● Passage shown

━━━━

Taste is a sort of chemical touch. Taste cells are specialized skin cells. If you have hands for picking up foods and putting them into your mouth, it makes sense for taste cells to be on your tongue. But if, like flies, you don’t, it may be more expedient to have them on your feet. “They land on something and go, ‘Oooo, sugar!’’’ Rawson does her best impersonation of a housefly. “And the proboscis automatically comes out to suck the fluids.” Rawson has a colleague who studies crayfish and lobsters, which taste with their antennae. “I was always jealous of people who study lobsters. They examine the antennae, and then they have a lobster dinner.”
The study animal of choice for taste researchers is the catfish, [12] This explains the perplexing odor of swamp water on certain floors of the Monell Chemical Senses Center during the 1980s. The basement was a big catfish pond.

━━━━

● Extracted material
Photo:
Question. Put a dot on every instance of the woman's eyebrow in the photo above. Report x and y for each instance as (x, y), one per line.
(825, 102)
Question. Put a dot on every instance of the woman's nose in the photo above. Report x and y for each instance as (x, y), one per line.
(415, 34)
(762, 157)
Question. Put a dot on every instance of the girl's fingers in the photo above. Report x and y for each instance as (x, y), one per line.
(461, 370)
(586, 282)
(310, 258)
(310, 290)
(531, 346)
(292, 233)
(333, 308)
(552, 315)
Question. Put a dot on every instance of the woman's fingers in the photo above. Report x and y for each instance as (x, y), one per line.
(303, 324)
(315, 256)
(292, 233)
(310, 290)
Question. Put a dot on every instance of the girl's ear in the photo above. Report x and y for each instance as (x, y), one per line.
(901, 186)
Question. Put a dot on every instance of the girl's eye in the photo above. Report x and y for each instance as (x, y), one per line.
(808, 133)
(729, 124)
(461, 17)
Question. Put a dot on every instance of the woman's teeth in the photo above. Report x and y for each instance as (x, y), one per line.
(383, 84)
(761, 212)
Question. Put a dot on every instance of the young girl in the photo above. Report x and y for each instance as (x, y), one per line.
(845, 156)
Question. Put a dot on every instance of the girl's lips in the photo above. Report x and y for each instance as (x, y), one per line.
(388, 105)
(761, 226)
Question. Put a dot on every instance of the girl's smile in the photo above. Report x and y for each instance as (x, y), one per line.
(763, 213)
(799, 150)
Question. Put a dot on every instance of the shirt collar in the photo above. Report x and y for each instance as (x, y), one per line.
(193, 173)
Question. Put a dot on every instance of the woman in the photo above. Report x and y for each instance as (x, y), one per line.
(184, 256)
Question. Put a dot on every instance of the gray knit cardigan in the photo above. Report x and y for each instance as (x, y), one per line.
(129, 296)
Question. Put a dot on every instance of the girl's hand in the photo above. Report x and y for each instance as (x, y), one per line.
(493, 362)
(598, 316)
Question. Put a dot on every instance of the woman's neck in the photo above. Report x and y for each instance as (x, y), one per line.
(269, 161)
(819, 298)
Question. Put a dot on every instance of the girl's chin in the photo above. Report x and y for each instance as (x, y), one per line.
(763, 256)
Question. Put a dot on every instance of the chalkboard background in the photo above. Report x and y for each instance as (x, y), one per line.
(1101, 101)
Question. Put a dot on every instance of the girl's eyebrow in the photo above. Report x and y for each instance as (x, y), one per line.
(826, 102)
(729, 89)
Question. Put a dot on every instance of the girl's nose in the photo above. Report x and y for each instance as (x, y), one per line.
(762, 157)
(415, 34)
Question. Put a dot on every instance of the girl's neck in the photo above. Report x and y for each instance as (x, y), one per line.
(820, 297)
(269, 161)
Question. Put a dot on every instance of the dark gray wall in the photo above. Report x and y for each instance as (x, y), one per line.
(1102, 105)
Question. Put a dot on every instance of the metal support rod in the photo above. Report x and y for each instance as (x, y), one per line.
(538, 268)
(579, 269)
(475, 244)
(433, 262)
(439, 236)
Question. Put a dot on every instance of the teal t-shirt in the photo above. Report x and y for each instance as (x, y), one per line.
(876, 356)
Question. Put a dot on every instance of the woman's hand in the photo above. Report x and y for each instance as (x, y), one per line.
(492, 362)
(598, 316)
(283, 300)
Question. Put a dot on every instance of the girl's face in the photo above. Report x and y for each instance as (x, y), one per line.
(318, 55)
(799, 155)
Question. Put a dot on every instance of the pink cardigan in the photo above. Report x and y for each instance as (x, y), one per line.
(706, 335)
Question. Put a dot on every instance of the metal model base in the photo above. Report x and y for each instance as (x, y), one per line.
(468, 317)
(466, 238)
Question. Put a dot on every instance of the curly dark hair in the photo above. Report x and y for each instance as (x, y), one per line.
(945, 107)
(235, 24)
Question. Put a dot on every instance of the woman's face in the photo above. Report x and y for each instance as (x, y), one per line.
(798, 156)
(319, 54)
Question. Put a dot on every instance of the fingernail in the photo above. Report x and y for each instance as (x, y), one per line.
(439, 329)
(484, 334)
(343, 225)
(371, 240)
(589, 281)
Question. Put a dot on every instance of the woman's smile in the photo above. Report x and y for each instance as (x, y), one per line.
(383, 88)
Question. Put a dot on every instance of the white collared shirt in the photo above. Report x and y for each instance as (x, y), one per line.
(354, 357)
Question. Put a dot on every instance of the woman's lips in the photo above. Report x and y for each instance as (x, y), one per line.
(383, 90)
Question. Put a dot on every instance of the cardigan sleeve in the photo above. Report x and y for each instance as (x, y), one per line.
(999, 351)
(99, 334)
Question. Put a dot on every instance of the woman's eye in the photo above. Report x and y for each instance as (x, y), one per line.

━━━━

● Work to be completed
In the passage on taste, what body part do crayfish and lobsters taste with?

● Reply
Their antennae.